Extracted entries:
#####

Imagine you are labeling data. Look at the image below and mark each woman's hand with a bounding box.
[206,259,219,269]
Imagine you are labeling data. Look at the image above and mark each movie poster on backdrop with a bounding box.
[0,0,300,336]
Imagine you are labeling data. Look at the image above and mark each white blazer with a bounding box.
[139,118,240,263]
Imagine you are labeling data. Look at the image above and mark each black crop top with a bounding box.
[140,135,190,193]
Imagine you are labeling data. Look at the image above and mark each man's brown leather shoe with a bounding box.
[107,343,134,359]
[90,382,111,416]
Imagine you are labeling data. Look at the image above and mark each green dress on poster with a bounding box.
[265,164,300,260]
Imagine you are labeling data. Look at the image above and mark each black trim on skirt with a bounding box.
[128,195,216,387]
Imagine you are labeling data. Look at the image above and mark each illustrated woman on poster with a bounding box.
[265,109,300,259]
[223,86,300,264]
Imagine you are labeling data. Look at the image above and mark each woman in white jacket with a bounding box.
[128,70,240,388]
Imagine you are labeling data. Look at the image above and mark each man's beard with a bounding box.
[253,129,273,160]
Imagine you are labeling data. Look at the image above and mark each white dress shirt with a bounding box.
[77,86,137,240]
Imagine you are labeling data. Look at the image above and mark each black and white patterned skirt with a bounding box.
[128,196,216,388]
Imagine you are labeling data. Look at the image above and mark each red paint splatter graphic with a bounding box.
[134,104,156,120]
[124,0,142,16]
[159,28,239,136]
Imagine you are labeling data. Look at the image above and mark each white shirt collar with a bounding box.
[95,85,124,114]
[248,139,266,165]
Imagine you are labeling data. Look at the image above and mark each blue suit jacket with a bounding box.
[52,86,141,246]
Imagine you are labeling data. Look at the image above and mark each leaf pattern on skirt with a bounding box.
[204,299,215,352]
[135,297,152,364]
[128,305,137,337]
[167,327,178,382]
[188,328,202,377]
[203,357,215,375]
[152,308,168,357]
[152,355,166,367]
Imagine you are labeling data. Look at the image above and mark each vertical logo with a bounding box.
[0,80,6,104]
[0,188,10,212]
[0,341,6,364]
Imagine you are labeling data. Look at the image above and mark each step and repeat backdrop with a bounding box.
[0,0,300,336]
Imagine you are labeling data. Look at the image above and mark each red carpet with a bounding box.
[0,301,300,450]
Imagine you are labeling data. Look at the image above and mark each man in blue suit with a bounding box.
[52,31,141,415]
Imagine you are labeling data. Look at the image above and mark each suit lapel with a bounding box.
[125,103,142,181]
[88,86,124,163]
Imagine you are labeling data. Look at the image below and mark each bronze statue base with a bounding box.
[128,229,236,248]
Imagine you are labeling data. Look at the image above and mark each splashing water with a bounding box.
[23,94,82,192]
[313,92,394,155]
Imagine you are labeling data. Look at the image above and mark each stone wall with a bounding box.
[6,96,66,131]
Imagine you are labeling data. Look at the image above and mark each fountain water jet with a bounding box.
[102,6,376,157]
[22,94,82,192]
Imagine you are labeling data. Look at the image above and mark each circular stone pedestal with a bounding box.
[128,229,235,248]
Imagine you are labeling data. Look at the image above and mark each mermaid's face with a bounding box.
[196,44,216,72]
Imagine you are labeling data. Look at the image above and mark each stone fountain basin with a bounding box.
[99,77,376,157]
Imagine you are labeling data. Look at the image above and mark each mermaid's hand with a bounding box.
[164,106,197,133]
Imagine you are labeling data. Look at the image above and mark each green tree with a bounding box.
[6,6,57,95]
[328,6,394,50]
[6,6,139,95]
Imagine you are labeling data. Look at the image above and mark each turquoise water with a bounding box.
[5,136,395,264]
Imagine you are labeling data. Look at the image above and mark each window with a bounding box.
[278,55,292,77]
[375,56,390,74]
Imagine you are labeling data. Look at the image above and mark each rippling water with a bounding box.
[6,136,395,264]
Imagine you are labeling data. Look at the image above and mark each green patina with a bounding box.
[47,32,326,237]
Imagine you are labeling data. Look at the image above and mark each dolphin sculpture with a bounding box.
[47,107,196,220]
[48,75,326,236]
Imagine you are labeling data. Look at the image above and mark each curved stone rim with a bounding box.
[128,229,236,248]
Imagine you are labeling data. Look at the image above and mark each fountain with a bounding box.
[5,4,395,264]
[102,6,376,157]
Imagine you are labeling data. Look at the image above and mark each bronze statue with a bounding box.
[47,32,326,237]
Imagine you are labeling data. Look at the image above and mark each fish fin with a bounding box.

#####

THE EXERCISE: Rewrite the part of the entries that opens with the line containing "tree with a bounding box." and closes with the last line of the entries, replacing "turquoise" with "teal" and keeping everything else the same.

RESULT FOR THIS EXERCISE:
Imagine you are labeling data. Look at the image above and mark each green tree with a bounding box.
[6,6,57,95]
[328,6,394,50]
[6,6,139,95]
Imagine you are labeling data. Look at the image above and mark each teal water with a bounding box.
[5,136,395,264]
Imagine you are labeling data. Look at the image above and mark each window with a bounding box.
[278,55,292,77]
[375,56,390,74]
Imagine you are labeling data. Look at the image above and mark each rippling water with a bounding box.
[6,136,395,264]
Imagine you are labeling data. Look at the image above and mark each green patina with a bounding box.
[47,32,326,237]
Imagine you are labeling data. Look at the image above and mark each dolphin sculpture with a bounding box.
[47,107,196,220]
[48,75,326,236]
Imagine you are labeling data. Look at the image above and mark each curved stone rim with a bounding box.
[128,229,236,248]
Imagine you are labeling data. Look at the image above and mark each fountain with a bounding box.
[5,4,395,264]
[102,6,376,157]
Imagine you are labeling data. Look at the image above and mark each bronze statue with a bounding box.
[47,32,326,237]
Imagine you are labeling data. Look at the image above and mark each fish fin with a bounding box.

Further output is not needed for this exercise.